## WHAT THE TASK ASKS
Print exactly the lines from the one containing "In this exercise you will label the stone" through the last line of the listing, both included.

## DATASET ROWS
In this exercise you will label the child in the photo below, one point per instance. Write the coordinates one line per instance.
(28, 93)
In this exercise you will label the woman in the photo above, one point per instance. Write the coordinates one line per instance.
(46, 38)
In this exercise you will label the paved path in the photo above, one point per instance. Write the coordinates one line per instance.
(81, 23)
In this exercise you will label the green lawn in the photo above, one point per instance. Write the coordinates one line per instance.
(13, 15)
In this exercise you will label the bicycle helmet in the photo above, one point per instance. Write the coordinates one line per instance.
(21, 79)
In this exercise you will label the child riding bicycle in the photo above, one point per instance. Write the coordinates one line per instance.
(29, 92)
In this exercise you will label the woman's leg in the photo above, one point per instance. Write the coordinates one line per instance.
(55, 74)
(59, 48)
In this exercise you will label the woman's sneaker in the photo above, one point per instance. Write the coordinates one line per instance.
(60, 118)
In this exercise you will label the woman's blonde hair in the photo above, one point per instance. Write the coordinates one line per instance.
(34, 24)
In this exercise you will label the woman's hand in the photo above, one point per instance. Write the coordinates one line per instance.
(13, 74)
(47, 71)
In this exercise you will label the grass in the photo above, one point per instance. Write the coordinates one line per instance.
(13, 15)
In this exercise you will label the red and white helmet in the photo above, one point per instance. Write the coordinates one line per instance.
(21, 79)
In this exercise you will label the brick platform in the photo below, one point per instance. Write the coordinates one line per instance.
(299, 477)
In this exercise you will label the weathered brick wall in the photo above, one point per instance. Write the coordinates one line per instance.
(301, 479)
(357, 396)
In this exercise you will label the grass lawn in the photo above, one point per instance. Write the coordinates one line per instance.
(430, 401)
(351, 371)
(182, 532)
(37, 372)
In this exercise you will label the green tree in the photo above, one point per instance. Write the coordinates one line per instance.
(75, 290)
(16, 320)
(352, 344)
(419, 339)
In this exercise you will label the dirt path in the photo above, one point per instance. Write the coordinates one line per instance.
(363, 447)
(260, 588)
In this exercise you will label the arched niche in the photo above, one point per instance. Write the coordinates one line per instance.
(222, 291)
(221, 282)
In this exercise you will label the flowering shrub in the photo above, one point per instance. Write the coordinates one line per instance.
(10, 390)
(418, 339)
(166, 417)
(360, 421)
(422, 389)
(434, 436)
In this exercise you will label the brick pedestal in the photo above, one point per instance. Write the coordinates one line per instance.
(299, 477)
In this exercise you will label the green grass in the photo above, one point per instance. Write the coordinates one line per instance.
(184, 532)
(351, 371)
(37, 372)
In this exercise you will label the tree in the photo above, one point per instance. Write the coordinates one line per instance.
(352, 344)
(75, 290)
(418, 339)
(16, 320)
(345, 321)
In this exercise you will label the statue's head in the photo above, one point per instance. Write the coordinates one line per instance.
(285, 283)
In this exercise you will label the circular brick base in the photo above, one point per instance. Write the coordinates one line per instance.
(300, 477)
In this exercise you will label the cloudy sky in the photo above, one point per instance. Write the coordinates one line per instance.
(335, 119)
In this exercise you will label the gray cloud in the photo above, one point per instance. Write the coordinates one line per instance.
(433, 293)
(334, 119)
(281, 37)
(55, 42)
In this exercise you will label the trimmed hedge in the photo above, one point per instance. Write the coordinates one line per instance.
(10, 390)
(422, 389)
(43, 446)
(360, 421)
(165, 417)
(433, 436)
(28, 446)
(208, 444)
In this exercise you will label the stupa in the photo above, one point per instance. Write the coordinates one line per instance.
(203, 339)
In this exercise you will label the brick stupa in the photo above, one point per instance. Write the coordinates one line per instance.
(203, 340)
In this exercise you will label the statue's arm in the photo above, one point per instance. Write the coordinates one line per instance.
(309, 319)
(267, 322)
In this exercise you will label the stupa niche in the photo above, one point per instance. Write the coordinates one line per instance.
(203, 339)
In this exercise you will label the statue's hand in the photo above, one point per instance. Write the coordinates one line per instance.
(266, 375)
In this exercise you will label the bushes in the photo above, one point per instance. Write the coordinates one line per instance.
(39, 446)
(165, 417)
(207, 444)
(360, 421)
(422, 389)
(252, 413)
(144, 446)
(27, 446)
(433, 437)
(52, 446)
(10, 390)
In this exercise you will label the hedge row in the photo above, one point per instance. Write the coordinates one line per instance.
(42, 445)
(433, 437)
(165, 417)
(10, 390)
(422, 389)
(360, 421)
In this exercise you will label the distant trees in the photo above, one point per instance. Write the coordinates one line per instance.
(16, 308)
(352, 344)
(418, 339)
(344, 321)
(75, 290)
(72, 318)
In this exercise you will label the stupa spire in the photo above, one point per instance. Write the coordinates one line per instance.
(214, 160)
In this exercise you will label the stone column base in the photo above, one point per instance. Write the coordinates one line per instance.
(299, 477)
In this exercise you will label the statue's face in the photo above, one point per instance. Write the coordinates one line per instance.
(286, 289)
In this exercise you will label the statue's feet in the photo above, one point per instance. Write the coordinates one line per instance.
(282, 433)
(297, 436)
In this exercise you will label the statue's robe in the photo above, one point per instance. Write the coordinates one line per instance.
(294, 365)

## THE ANSWER
In this exercise you will label the stone column base in the photo above, one point per instance. Write the coordinates one line per instance.
(299, 477)
In this exercise you will label the statue's face in the photo above, one point per instance. Write the coordinates one line per instance.
(286, 289)
In this exercise you will label the statue's feet in the photo above, one point per instance. Write the coordinates one line per instance.
(282, 433)
(297, 436)
In this exercise you will label the statue's robe in the photo above, one point per instance. Write the coordinates one line per instance.
(294, 365)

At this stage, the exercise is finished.